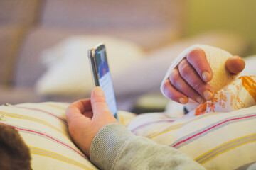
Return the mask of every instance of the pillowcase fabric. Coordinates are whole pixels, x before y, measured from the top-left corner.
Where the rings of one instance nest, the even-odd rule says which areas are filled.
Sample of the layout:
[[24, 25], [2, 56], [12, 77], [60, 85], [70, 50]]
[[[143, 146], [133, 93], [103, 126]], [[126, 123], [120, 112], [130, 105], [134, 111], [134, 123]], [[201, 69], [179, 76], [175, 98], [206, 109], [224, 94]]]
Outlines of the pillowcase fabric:
[[140, 61], [144, 51], [134, 43], [101, 35], [81, 35], [67, 38], [42, 53], [47, 71], [37, 81], [42, 95], [89, 94], [93, 86], [88, 49], [100, 42], [106, 45], [112, 78], [125, 68]]

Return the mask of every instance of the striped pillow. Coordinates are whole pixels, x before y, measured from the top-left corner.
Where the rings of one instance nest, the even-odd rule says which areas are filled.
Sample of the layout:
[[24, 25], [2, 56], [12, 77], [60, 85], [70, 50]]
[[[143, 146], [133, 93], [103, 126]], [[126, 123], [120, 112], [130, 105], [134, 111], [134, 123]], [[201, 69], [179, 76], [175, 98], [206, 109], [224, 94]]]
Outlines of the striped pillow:
[[68, 103], [22, 103], [0, 106], [0, 124], [16, 128], [28, 145], [33, 169], [97, 169], [68, 133]]
[[255, 125], [256, 105], [178, 119], [165, 113], [144, 114], [128, 128], [183, 151], [206, 169], [235, 169], [256, 162]]

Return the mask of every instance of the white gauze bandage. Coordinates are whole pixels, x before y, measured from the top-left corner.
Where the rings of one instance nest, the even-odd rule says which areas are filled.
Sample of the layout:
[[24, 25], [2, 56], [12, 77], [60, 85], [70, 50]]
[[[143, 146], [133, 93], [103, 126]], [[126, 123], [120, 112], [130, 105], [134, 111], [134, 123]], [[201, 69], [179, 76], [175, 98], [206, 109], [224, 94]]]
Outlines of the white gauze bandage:
[[[218, 91], [223, 89], [230, 82], [232, 82], [237, 76], [237, 75], [230, 74], [225, 69], [225, 62], [228, 58], [233, 56], [230, 53], [220, 48], [211, 47], [209, 45], [194, 45], [186, 49], [178, 55], [178, 57], [171, 63], [169, 69], [164, 76], [160, 89], [164, 96], [166, 97], [167, 96], [164, 94], [164, 84], [165, 81], [169, 79], [171, 71], [178, 64], [182, 59], [186, 57], [189, 52], [196, 48], [203, 50], [206, 53], [207, 61], [210, 64], [213, 74], [213, 79], [210, 82], [208, 82], [208, 84], [213, 87], [214, 91]], [[198, 103], [192, 103], [193, 101], [191, 100], [189, 100], [189, 103], [190, 103], [186, 106], [188, 110], [193, 109], [198, 105]]]

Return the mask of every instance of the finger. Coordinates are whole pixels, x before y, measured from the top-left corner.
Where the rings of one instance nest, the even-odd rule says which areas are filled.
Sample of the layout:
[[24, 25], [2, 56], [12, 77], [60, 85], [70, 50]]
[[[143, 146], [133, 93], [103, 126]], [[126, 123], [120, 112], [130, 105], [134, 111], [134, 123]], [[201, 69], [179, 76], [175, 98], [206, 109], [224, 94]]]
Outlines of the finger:
[[177, 68], [174, 69], [169, 76], [169, 80], [171, 85], [180, 92], [185, 94], [188, 98], [198, 102], [199, 103], [203, 103], [205, 101], [201, 96], [198, 93], [193, 89], [186, 81], [178, 73]]
[[231, 74], [237, 74], [241, 72], [245, 67], [245, 61], [239, 56], [235, 55], [225, 62], [225, 67]]
[[82, 99], [71, 103], [66, 109], [68, 123], [73, 120], [86, 118], [86, 117], [91, 118], [92, 114], [90, 114], [90, 110], [91, 110], [90, 99]]
[[203, 81], [196, 71], [183, 59], [178, 66], [181, 77], [206, 101], [213, 99], [214, 91], [207, 83]]
[[181, 104], [185, 104], [188, 103], [188, 98], [184, 94], [176, 90], [171, 84], [169, 79], [166, 79], [164, 84], [163, 88], [164, 94], [169, 98], [180, 103]]
[[108, 114], [112, 115], [107, 106], [104, 92], [99, 86], [95, 87], [92, 91], [91, 104], [94, 117], [105, 116]]
[[208, 82], [211, 80], [213, 71], [203, 50], [200, 48], [193, 50], [186, 55], [186, 59], [204, 81]]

--- --- ---

= The task =
Copy out the listing above word for word, starting at its top and ending with the line that contains "78], [125, 68]]", that line included. Leave out the pictures.

= Full response =
Return the mask of every instance of the pillowcase fabric. Coordinates are whole pixels, x before y, measured from the top-left corner.
Where the rings of one instance nest, the even-odd rule says which areas are filled.
Sample of the layout:
[[24, 25], [2, 56], [12, 77], [60, 85], [70, 50]]
[[[143, 146], [133, 93], [103, 126]], [[126, 123], [120, 112], [130, 105], [134, 111], [134, 123]], [[201, 69], [179, 76], [175, 98], [206, 109], [224, 94]]]
Outlines of the pillowcase fabric:
[[140, 61], [144, 51], [134, 43], [101, 35], [81, 35], [67, 38], [42, 53], [47, 71], [37, 81], [42, 95], [89, 94], [93, 86], [88, 49], [100, 42], [106, 45], [112, 78], [125, 68]]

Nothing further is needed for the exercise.